* WHAT YOU SHOULD DO
Can you reproduce the stretch of the housing market commentary from "Babek Ismayil, CEO" through "in the summer.", word for word?

* TEXT FOR ANALYSIS
Babek Ismayil, CEO of homebuying platform OneDome, commented: “The latest Nationwide figures suggest the housing market is still walking a fine line - cautious yet surprisingly resilient - shaking off some of the jitters that held it back earlier in the summer.

“Regionally, the story is far from uniform. Northern Ireland continues to power ahead with double-digit growth, while southern England is showing only the faintest pulse, with the outer South East barely above flat at 0.3%. It’s a reminder that local dynamics - from affordability and income levels to demand and stock - are shaping very different outcomes across the UK.

“For sellers, the message is clear: this isn’t a booming market, so pricing competitively is key. Properties listed too optimistically risk stagnating, while buyers who have their finance lined up are in the strongest position to move quickly and negotiate firmly. Even in a stable phase like this, success hinges on being realistic and prepared.

“Stability in prices should offer some reassurance - we are not in freefall, but equally we’re not in a surge. The trajectory for the months ahead will depend heavily on mortgage rates, lender appetite, and clarity around taxation in the Autumn Statement. If borrowing costs ease and policy steadies, we could see modest but steady growth return - a healthier footing for the market in the longer run.”

Jonathan Hopper, CEO of Garrington Property Finders, added: “The headline figure has crept up from falling to flat. In August, Nationwide’s data showed that average prices were falling on both a monthly and a quarterly basis.

“Last month the national average inched back into growth, but we’re still in soft landing territory. The pace of price rises has slowed in most regions, with prices almost stagnant in parts of southern England.

* SUPPLIED MATERIAL
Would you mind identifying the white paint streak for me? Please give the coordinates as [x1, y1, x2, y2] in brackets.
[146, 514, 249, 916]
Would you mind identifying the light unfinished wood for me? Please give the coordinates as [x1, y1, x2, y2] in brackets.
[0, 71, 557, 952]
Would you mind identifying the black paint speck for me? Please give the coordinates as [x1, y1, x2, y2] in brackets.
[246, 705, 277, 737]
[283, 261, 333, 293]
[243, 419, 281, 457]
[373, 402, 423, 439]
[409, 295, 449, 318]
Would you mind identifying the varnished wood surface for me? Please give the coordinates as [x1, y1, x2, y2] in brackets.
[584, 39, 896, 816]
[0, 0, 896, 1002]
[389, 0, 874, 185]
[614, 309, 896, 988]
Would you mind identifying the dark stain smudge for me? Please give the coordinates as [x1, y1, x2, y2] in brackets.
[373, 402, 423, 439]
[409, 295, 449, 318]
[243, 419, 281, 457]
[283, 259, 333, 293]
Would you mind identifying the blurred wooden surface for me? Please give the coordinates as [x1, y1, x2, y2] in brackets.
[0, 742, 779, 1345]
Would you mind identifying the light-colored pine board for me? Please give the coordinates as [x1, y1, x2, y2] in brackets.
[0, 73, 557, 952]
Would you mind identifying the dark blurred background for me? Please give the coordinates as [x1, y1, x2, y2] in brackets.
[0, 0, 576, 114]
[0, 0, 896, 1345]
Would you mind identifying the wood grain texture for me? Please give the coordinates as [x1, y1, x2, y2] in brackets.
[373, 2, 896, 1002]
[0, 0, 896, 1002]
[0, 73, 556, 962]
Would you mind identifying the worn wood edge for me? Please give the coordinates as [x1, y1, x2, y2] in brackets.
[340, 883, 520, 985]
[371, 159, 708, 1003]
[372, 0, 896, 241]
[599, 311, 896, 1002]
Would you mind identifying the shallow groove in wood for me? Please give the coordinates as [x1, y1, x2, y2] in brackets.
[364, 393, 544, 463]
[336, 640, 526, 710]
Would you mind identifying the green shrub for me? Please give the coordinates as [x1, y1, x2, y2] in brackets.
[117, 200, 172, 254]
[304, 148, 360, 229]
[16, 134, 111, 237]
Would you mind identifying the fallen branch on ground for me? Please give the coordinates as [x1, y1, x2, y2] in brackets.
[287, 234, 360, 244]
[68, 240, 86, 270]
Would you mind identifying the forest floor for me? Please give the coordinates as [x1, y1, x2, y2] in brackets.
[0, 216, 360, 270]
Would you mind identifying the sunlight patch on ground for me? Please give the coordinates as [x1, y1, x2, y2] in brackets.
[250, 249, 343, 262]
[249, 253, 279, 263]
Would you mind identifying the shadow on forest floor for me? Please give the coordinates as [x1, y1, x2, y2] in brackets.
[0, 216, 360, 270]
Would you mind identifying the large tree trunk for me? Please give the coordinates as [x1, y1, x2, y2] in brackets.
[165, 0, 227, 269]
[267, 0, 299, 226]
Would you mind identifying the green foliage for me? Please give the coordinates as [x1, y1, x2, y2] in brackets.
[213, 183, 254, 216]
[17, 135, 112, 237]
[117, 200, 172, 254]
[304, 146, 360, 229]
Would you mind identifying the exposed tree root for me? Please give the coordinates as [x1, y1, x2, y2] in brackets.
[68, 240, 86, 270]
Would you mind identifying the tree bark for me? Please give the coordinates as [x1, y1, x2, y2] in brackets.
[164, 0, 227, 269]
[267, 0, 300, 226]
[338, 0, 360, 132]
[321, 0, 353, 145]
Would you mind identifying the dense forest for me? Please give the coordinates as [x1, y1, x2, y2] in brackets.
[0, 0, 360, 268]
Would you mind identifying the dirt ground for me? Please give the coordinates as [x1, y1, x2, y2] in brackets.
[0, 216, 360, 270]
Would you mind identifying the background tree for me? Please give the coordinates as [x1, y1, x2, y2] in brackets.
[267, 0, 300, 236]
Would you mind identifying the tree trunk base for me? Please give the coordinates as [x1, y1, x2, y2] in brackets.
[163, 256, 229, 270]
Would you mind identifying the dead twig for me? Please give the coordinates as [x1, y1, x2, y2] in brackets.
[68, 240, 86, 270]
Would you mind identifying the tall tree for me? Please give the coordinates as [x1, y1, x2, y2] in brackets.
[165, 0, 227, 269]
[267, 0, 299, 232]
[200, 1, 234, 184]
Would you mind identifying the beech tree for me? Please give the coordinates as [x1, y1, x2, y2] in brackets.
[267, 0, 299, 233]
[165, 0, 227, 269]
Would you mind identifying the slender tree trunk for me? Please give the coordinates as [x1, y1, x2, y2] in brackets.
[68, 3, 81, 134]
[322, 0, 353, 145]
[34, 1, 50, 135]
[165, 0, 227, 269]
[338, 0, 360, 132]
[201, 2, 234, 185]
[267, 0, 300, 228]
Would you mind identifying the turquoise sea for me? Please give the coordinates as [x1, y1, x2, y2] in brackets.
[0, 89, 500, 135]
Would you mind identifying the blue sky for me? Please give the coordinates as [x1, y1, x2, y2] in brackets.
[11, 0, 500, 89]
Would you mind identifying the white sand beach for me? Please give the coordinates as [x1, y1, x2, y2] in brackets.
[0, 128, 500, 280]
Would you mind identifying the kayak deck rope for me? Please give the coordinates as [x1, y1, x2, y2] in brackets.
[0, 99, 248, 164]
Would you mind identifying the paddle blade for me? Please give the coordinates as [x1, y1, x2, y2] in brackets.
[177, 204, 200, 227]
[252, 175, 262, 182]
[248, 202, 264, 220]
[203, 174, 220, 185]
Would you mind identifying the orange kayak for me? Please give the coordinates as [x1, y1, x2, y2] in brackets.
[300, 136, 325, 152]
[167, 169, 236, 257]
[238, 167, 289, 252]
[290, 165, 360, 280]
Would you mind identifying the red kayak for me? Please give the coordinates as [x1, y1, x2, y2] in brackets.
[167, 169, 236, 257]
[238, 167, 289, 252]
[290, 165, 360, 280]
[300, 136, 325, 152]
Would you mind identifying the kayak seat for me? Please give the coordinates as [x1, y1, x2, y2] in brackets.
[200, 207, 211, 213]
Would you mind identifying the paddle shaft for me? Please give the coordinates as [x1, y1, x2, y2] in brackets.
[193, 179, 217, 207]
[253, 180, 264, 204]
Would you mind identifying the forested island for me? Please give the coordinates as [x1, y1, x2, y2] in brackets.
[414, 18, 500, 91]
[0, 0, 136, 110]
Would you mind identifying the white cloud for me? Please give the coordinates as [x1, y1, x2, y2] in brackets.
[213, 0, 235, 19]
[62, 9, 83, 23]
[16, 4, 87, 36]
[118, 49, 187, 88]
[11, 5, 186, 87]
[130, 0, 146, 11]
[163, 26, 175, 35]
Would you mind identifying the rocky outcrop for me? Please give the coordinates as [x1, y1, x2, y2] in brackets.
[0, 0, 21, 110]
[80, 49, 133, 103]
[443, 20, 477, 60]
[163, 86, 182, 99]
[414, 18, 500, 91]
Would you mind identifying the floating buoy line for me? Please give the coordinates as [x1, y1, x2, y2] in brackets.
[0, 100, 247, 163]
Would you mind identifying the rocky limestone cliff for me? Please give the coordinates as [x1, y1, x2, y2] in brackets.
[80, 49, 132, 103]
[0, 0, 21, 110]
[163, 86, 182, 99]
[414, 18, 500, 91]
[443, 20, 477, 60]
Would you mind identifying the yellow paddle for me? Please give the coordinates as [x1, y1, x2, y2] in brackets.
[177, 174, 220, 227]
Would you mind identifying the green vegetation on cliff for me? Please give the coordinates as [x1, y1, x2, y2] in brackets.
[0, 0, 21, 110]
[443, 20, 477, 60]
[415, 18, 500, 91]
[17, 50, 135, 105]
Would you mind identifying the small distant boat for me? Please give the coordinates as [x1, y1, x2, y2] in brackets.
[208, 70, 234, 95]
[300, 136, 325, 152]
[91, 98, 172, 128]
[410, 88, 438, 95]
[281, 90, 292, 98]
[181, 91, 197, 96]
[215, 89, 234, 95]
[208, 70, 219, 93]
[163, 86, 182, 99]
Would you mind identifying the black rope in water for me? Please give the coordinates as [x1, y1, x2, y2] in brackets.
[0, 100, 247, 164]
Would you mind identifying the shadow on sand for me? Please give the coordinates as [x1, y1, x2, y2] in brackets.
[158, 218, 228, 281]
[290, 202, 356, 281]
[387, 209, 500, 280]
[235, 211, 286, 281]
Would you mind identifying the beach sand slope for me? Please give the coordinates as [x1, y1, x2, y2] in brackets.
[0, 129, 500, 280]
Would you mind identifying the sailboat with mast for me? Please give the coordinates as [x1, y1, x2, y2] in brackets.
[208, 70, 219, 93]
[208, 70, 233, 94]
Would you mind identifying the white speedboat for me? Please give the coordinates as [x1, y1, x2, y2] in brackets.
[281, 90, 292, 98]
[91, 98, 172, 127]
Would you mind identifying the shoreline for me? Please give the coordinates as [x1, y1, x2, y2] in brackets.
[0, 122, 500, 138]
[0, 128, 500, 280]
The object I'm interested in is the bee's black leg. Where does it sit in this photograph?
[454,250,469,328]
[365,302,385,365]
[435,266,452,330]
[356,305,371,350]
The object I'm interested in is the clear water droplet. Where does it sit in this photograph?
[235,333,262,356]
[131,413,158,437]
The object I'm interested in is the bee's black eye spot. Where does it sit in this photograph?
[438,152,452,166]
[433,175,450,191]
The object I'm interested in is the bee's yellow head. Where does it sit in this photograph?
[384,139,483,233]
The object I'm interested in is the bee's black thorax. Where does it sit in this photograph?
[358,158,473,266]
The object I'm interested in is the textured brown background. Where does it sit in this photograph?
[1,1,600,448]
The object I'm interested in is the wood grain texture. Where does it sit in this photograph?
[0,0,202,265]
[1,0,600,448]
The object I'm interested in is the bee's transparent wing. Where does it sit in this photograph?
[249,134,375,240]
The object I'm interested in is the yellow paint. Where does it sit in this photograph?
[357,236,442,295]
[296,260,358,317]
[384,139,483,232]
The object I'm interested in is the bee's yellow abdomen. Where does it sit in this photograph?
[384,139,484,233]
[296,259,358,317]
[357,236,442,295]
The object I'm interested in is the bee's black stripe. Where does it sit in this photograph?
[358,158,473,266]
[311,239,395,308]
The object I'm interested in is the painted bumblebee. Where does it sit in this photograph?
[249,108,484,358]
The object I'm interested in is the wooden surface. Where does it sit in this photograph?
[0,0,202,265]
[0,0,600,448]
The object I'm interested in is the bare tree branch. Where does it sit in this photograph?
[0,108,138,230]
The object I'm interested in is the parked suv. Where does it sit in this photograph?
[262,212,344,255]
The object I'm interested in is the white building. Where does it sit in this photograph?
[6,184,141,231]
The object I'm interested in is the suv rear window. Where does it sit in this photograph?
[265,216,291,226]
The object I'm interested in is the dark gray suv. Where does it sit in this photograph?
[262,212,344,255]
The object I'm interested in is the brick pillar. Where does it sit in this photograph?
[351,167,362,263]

* WRITTEN RESPONSE
Babek Ismayil, CEO of homebuying platform OneDome, commented: “The latest Nationwide figures suggest the housing market is still walking a fine line - cautious yet surprisingly resilient - shaking off some of the jitters that held it back earlier in the summer.